Stated exercise: Copy out the material below with "crowd of people" swapped for "group of people" everywhere it occurs, changing nothing else.

━━━━

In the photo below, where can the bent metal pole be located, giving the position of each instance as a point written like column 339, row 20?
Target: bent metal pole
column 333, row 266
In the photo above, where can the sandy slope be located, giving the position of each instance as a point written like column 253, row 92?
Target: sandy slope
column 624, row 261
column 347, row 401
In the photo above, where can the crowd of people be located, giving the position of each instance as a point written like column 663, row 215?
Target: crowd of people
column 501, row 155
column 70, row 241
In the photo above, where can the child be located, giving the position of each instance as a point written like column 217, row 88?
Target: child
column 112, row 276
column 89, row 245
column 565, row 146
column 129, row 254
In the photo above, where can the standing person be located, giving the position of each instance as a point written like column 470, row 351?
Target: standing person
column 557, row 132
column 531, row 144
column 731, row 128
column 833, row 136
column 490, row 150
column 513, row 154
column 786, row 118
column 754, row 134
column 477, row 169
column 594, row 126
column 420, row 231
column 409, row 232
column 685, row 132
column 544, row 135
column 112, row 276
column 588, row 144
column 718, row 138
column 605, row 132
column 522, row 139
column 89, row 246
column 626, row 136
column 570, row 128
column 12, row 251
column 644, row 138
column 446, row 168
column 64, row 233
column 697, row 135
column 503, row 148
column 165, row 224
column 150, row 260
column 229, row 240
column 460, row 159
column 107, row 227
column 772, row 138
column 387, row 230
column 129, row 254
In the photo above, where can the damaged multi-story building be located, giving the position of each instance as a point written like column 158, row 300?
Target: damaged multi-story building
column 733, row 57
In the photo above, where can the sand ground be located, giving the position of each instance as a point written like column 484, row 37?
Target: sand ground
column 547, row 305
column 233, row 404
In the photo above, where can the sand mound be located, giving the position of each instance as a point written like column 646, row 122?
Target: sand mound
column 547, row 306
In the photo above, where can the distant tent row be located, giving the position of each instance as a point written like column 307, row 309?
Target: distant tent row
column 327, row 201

━━━━

Answer below:
In the photo below, where can the bent metal pole be located, giving the position of each instance as a point written like column 339, row 20?
Target: bent metal pole
column 333, row 266
In the photo above, where can the sandy slope be located, giving the position of each instance as a point written like column 253, row 92?
Target: sandy slope
column 624, row 261
column 347, row 401
In the photo above, where can the group of people be located, giving the position of each instance as a point written like column 663, row 215?
Target: group of people
column 501, row 155
column 70, row 241
In the photo above, where can the child be located, giving the position of each instance as a point written like column 217, row 88?
Target: child
column 112, row 276
column 89, row 245
column 565, row 146
column 129, row 254
In the photo above, where can the standing person be located, giving the position of each instance as a point written like column 470, row 351?
Target: standing person
column 557, row 132
column 531, row 144
column 731, row 128
column 833, row 136
column 490, row 150
column 513, row 154
column 786, row 118
column 754, row 134
column 477, row 169
column 594, row 126
column 420, row 231
column 409, row 232
column 685, row 132
column 544, row 135
column 112, row 276
column 588, row 144
column 718, row 138
column 605, row 132
column 522, row 139
column 89, row 246
column 626, row 136
column 570, row 128
column 12, row 251
column 644, row 138
column 446, row 168
column 64, row 233
column 697, row 135
column 503, row 148
column 165, row 224
column 150, row 260
column 229, row 240
column 460, row 159
column 107, row 227
column 772, row 138
column 387, row 230
column 129, row 254
In the photo above, where can the damaged multi-story building be located, giving the position of each instance as a point written like column 158, row 300?
Target: damaged multi-story building
column 733, row 57
In the photo above, where can the sand ground be located, giving the position of each instance as a point written like column 484, row 37?
Target: sand ground
column 547, row 305
column 233, row 404
In the photo above, where can the sand mound be located, giving the position of each instance as a point written like column 646, row 122?
Target: sand mound
column 547, row 306
In the photo above, where can the distant tent row be located, giving the position of each instance as a point written like column 307, row 309?
Target: distant tent row
column 327, row 201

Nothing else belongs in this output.